» Goal:
Extract the complete listing and repeat it word for word.
=== Recorded information ===
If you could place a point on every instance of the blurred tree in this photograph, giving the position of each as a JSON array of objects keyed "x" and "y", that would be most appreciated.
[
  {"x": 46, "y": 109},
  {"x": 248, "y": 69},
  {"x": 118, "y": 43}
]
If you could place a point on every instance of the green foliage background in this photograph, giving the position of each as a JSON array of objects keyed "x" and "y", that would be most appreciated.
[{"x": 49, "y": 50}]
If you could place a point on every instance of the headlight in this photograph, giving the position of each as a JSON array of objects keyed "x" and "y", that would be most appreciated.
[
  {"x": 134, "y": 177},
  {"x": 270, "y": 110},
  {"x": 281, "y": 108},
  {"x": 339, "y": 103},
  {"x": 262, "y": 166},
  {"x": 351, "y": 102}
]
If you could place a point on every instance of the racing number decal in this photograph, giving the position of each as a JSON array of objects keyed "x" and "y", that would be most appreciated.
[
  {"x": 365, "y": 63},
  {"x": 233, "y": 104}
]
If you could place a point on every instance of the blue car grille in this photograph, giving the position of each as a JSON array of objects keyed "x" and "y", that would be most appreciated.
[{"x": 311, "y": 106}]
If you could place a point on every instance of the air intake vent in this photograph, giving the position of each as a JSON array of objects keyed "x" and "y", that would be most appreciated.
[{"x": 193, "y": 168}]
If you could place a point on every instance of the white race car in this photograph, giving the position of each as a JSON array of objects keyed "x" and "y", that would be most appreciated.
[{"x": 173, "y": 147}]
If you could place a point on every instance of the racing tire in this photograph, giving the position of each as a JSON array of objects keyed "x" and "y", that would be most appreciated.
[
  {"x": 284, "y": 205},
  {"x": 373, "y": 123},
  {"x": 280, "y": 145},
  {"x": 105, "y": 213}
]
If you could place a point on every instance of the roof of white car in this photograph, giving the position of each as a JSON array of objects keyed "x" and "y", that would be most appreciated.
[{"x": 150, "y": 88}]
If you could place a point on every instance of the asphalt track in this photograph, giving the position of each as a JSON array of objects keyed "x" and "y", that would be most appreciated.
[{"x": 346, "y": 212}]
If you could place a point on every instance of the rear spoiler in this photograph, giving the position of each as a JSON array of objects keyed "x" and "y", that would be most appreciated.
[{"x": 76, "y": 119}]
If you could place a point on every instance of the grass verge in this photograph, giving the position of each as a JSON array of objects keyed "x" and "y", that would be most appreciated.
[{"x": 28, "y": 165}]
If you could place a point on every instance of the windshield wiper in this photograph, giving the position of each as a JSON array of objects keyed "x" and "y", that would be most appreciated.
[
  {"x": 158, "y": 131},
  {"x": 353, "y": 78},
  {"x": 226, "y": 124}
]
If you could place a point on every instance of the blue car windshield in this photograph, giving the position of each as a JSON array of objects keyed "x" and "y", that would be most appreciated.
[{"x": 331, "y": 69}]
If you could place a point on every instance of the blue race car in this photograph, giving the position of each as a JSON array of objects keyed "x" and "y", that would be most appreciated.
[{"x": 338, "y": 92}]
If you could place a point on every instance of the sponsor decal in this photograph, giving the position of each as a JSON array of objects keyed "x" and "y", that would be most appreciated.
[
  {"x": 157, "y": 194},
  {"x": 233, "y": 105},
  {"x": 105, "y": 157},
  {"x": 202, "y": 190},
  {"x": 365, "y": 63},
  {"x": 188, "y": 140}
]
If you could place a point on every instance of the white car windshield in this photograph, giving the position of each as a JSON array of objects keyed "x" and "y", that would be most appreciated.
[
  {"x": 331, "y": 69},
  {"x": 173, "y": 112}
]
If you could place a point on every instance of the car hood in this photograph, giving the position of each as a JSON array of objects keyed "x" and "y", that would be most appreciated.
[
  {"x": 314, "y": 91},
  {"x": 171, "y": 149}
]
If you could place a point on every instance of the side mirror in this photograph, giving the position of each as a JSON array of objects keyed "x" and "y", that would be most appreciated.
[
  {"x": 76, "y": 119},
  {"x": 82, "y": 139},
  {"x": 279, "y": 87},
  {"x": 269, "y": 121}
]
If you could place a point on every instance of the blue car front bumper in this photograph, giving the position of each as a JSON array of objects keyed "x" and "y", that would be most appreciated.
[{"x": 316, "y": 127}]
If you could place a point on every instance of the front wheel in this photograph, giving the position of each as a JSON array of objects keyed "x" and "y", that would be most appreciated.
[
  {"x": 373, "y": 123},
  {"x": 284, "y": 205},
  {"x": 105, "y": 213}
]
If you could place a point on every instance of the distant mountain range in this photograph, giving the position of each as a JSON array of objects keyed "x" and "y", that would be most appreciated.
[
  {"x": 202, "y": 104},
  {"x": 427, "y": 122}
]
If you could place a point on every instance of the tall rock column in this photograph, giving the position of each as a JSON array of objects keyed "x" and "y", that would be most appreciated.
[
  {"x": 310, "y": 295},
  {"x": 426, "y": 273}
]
===
» Task solution:
If you could place a point on every instance of the blurred tree in this photograph, giving the position of each as a JSON array of objects keyed "x" and "y", that would be most appreciated.
[
  {"x": 46, "y": 109},
  {"x": 248, "y": 69},
  {"x": 118, "y": 43}
]
If you could place a point on every instance of the green foliage background in this photograph, giving the position of each as a JSON array of objects keyed "x" and "y", that would be most appreciated.
[{"x": 49, "y": 50}]
If you could place a point on every instance of the headlight in this photograph, giving the position of each as a JSON array of objects keyed "x" and "y", that would be most appreciated.
[
  {"x": 134, "y": 177},
  {"x": 270, "y": 110},
  {"x": 281, "y": 108},
  {"x": 339, "y": 103},
  {"x": 262, "y": 166},
  {"x": 351, "y": 102}
]
If you could place a point on every instance of the racing number decal in this photograph, giving the position of each as a JSON array of objects keyed "x" and "y", that would be most appreciated.
[
  {"x": 365, "y": 63},
  {"x": 233, "y": 104}
]
If you could place a point on every instance of the blue car grille in this photograph, giving the position of each as a JSON array of objects keyed "x" and "y", that would be most appreciated.
[{"x": 311, "y": 106}]
If you could place a point on every instance of the air intake vent in this photograph, giving the position of each as a JSON array of objects keyed "x" and "y", that would be most appreciated.
[{"x": 193, "y": 168}]
If you could place a point on every instance of the white race car in this photograph, giving the position of each as a JSON array of objects keyed "x" and "y", that would be most appreciated.
[{"x": 173, "y": 147}]
If you could place a point on every instance of the racing tire in this photograph, giving the position of each as a JSON array of objects keyed "x" and "y", that would be most appreciated.
[
  {"x": 284, "y": 205},
  {"x": 373, "y": 123},
  {"x": 280, "y": 145},
  {"x": 105, "y": 213}
]
If you could place a point on every instance of the roof of white car in this photograph, giving the position of each as a JSON array of objects keyed "x" and "y", that would be most appreciated.
[{"x": 150, "y": 88}]
If you could place a point on every instance of the asphalt track in this photograph, giving the position of each as a JSON array of objects keyed "x" and "y", that would be most appreciated.
[{"x": 346, "y": 212}]
If you could place a point on every instance of the rear spoiler in this photograph, giving the position of each as a JSON array of objects keyed "x" and "y", that would be most appreciated.
[{"x": 76, "y": 119}]
If you could place a point on every instance of the grass verge in this photograph, giving the position of each as a JSON array of objects keyed "x" and "y", that would be most appreciated.
[{"x": 28, "y": 165}]
If you could place a point on every instance of the windshield wiper in this photograph, giving the position of each as a JSON array of objects keyed "x" and "y", that would be most appreciated.
[
  {"x": 158, "y": 131},
  {"x": 353, "y": 78},
  {"x": 226, "y": 124}
]
If you could place a point on every instance of the blue car windshield in this photograph, giving the position of each as a JSON array of objects keyed "x" and "y", that would be most appreciated.
[{"x": 331, "y": 69}]
If you could place a point on every instance of the blue race car in this photograph, giving the position of each as a JSON array of objects keyed "x" and "y", that would be most appreciated.
[{"x": 338, "y": 92}]
If you could place a point on every instance of the sponsor decal in this photograph, giving the position of each as a JSON array of objects keyed "x" and "y", that would be most appreciated.
[
  {"x": 157, "y": 194},
  {"x": 233, "y": 105},
  {"x": 105, "y": 157},
  {"x": 202, "y": 190},
  {"x": 365, "y": 63},
  {"x": 188, "y": 140}
]
If you could place a point on every instance of the white car windshield in this photograph, giving the position of each as a JSON array of objects keyed "x" and "y", that would be most appreciated.
[
  {"x": 331, "y": 69},
  {"x": 173, "y": 112}
]
If you could place a point on every instance of the car hood in this photograph, giving the position of each as a JSON array of objects keyed "x" and "y", that would be most appreciated.
[
  {"x": 314, "y": 91},
  {"x": 171, "y": 149}
]
If you could place a point on every instance of the side mirror in this photograph, giving the position of each as a JSON array of objects keyed "x" and "y", that would be most appreciated.
[
  {"x": 76, "y": 119},
  {"x": 82, "y": 139},
  {"x": 279, "y": 87},
  {"x": 269, "y": 121}
]
If you could place a point on every instance of the blue car front bumper in this photograph, giving the position of each as a JSON array of objects keyed "x" and "y", that would be most appreciated.
[{"x": 316, "y": 127}]
If you could place a point on every instance of the front wheel in this photograph, giving the position of each as a JSON array of objects keyed "x" and "y", that would be most appreciated.
[
  {"x": 373, "y": 123},
  {"x": 284, "y": 205},
  {"x": 105, "y": 213}
]
If you could place a point on every instance of the distant mountain range in this photograph, giving the position of each as a JSON array of objects keyed "x" and "y", that would be most appreciated.
[
  {"x": 202, "y": 104},
  {"x": 427, "y": 122}
]
If you could place a point on every instance of the tall rock column in this photograph, giving the position of each as a JSON array of objects keyed "x" and "y", that would be most appreciated.
[
  {"x": 310, "y": 295},
  {"x": 426, "y": 273}
]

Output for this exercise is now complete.